A series of records
·····

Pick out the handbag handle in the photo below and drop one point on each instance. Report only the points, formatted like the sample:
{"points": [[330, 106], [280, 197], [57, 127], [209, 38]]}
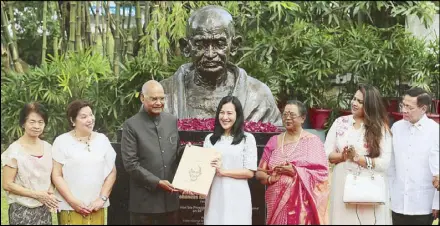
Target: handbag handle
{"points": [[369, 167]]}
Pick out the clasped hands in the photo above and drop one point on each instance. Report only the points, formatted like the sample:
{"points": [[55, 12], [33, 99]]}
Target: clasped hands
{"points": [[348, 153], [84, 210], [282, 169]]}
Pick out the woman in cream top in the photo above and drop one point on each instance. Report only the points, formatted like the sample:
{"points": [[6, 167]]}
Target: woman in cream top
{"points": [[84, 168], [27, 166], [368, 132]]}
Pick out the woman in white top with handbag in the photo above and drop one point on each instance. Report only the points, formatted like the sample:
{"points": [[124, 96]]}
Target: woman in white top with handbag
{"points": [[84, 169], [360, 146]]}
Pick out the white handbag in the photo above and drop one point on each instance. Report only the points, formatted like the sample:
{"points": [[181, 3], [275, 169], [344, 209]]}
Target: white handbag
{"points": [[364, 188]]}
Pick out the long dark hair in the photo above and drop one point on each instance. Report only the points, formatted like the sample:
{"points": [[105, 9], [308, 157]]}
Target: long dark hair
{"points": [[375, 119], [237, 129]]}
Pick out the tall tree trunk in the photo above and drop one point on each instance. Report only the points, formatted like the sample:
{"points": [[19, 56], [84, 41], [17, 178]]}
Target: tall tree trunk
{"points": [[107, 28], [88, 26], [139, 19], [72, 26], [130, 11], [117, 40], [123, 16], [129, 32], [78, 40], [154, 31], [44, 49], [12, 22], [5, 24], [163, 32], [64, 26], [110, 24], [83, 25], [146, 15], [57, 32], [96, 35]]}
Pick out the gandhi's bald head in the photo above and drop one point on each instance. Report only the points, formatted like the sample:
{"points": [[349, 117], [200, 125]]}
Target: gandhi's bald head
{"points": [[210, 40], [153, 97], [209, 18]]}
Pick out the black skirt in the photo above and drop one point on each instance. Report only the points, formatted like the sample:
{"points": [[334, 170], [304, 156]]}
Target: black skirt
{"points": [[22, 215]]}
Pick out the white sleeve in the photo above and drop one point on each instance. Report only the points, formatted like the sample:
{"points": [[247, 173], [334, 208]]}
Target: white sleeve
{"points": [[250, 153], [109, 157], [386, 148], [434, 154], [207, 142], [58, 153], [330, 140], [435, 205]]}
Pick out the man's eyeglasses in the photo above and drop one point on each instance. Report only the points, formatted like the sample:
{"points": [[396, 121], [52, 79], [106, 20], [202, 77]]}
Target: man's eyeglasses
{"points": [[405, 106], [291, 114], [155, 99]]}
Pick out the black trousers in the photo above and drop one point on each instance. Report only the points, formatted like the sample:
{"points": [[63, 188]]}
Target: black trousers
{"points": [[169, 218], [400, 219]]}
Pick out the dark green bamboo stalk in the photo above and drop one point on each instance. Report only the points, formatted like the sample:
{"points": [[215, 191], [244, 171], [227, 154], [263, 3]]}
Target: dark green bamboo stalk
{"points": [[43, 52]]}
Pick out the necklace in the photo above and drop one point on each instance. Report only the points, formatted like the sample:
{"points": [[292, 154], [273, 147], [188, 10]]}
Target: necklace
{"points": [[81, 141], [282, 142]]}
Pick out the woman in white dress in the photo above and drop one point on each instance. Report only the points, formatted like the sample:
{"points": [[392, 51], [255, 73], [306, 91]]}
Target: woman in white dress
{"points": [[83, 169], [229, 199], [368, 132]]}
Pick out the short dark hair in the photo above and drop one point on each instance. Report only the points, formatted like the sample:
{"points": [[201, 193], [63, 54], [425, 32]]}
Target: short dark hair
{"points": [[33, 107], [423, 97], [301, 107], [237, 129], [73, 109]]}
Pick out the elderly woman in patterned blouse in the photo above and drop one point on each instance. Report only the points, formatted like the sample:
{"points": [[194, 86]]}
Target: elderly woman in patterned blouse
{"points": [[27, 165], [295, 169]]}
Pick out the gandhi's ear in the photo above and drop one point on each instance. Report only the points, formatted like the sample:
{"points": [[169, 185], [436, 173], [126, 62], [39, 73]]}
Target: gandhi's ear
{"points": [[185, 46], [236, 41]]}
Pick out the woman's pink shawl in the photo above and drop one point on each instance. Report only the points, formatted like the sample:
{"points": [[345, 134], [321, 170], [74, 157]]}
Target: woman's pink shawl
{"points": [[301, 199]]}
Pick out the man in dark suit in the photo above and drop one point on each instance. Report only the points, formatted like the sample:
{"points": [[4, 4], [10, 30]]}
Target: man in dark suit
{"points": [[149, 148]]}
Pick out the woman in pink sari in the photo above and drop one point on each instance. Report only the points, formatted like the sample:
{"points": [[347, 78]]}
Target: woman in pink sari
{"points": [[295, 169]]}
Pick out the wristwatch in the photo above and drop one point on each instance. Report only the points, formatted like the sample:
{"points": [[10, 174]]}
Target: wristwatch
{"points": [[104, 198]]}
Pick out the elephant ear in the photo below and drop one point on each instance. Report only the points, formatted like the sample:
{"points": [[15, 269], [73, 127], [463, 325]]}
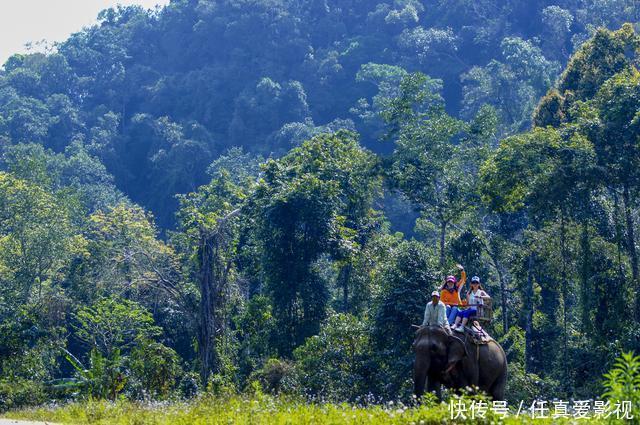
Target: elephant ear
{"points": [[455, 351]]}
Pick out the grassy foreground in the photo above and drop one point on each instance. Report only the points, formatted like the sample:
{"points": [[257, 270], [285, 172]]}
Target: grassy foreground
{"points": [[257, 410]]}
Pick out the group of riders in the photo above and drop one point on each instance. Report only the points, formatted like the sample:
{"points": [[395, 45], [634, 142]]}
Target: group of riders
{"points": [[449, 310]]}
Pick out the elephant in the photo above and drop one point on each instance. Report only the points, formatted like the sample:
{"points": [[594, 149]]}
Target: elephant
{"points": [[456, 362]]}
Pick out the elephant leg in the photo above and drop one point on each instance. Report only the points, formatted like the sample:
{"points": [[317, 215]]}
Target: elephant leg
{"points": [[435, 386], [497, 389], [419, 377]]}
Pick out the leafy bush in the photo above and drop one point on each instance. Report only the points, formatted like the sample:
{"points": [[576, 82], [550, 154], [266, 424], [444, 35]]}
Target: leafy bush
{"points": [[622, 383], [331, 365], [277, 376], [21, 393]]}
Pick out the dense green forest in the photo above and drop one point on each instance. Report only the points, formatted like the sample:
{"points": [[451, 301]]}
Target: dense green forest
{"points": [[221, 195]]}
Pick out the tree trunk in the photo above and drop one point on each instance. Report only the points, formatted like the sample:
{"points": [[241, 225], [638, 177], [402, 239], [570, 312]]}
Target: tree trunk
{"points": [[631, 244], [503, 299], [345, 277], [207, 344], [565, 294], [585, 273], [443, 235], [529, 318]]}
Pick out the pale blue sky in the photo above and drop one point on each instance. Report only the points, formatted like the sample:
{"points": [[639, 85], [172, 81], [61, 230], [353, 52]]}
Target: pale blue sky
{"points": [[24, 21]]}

·····

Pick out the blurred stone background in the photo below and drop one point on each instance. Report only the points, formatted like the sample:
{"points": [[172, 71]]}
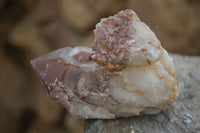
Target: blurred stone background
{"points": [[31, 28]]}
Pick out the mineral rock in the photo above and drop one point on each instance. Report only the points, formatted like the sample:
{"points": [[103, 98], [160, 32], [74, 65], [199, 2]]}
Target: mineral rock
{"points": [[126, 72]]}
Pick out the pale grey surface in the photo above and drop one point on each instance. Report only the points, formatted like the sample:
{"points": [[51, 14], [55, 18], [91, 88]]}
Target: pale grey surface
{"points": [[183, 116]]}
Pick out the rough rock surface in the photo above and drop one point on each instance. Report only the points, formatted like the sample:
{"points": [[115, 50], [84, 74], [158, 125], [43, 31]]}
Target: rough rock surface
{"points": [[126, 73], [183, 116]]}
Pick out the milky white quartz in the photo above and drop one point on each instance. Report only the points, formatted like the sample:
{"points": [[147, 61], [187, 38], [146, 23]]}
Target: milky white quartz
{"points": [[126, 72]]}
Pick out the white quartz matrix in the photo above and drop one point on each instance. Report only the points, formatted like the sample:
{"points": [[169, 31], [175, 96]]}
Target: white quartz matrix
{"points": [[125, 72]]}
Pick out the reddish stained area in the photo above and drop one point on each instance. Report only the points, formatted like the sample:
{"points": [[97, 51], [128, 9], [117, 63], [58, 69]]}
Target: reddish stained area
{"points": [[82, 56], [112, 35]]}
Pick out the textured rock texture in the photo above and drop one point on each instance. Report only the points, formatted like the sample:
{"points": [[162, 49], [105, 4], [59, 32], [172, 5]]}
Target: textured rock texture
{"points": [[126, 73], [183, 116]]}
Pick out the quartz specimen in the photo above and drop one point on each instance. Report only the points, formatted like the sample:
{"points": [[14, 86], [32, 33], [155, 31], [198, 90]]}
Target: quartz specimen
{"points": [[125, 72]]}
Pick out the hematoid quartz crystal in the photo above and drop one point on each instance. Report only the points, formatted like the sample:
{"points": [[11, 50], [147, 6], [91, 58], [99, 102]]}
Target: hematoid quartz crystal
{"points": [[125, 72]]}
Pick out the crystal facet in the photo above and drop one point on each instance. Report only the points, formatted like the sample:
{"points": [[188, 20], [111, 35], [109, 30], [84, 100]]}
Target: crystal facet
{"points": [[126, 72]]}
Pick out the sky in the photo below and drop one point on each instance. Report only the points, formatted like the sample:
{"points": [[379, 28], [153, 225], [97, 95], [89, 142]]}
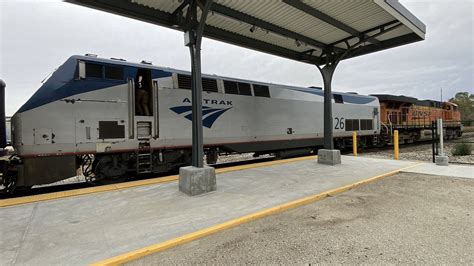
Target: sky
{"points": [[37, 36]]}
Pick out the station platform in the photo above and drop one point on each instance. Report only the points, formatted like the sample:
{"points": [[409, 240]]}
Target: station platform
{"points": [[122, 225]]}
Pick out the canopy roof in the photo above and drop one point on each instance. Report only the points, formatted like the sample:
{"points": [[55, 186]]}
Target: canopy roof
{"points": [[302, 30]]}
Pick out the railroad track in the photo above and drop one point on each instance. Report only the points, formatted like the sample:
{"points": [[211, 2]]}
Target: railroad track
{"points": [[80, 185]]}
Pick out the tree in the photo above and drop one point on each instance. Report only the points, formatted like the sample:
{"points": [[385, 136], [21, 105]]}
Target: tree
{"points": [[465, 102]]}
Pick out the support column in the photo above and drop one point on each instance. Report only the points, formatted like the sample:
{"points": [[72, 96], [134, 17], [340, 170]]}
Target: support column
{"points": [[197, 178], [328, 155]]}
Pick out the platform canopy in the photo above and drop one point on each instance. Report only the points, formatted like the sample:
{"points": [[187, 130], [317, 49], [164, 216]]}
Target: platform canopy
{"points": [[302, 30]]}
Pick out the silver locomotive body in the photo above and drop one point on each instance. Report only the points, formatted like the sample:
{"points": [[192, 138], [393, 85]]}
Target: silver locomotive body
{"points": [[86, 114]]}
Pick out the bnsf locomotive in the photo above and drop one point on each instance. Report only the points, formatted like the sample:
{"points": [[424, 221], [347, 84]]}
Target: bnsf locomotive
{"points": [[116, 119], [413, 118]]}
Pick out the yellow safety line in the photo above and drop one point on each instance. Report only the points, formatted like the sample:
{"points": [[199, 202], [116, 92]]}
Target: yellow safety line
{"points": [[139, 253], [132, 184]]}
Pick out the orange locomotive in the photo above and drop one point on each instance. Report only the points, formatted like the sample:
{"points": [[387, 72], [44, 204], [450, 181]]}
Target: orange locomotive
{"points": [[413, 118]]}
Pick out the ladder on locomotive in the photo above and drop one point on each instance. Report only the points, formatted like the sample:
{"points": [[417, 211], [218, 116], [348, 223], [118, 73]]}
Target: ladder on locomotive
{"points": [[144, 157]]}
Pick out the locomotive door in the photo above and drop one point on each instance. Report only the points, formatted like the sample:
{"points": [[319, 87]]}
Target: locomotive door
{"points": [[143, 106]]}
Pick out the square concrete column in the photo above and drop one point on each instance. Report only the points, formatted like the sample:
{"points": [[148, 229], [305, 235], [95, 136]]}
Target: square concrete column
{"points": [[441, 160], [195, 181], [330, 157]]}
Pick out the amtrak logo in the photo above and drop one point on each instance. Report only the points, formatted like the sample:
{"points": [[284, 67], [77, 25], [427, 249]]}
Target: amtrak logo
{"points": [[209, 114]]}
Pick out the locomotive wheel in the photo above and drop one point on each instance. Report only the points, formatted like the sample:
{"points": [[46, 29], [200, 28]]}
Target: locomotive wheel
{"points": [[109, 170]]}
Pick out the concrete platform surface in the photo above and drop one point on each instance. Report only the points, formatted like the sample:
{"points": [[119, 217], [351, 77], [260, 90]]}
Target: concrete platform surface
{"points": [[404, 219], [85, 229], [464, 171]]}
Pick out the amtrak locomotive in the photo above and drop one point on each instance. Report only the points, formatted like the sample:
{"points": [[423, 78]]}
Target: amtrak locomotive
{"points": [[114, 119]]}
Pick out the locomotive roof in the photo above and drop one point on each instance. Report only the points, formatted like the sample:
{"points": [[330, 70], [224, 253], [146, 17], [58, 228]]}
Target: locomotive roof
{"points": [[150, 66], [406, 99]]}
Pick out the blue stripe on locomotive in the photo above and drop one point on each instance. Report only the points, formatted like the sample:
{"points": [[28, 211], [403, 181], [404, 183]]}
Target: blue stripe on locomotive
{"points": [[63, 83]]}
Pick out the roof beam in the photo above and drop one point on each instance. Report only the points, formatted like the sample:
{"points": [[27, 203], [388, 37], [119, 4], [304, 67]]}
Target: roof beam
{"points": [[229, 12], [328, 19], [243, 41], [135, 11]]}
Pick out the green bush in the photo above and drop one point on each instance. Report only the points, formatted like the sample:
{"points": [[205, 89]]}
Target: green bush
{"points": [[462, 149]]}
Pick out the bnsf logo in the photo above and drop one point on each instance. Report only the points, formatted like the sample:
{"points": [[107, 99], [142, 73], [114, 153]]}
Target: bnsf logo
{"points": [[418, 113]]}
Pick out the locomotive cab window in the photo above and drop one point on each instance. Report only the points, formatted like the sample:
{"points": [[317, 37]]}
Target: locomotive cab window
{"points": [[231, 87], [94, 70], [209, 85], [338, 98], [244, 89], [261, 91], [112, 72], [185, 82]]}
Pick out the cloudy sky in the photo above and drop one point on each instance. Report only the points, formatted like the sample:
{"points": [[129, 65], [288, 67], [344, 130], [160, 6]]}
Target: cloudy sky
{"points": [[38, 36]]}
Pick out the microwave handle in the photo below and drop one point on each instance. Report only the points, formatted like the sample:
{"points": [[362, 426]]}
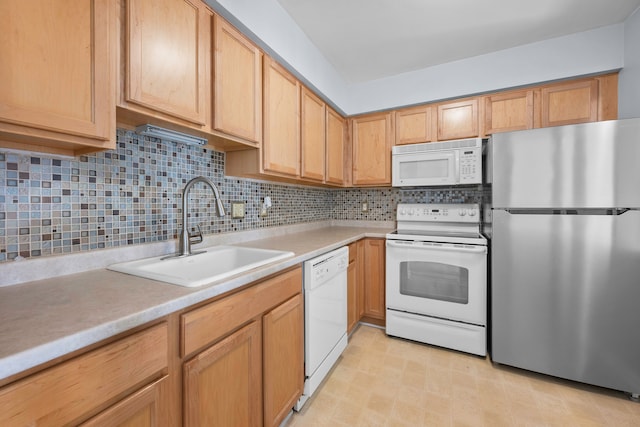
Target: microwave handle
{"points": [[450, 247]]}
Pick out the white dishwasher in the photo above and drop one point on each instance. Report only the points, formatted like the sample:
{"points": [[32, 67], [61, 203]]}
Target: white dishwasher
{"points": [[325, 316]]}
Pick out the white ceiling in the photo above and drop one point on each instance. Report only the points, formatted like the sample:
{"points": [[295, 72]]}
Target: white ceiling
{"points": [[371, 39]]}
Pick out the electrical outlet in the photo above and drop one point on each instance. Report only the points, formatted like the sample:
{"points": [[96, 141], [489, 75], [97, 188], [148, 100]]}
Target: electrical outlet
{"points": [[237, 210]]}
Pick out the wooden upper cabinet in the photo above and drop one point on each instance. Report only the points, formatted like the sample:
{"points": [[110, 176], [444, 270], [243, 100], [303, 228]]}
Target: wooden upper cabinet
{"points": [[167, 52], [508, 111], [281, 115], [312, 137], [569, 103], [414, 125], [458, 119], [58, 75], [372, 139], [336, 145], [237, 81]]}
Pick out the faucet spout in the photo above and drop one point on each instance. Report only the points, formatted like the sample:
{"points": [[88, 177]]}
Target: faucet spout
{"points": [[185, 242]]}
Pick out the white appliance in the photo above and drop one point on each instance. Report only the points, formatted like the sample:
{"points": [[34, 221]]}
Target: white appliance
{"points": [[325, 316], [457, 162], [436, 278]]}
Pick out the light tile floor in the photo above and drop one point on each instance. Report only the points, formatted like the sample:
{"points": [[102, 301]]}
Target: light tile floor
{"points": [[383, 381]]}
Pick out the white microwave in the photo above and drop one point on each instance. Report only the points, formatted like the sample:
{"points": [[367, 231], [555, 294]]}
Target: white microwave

·····

- PROMPT -
From the records above, extract every line containing the word "door" and copy each one in full.

- EXERCISE RESPONSE -
Pick out the locomotive door in the photo above and drop one point on each instance. Report only the points, formatted like the sample:
Target: locomotive door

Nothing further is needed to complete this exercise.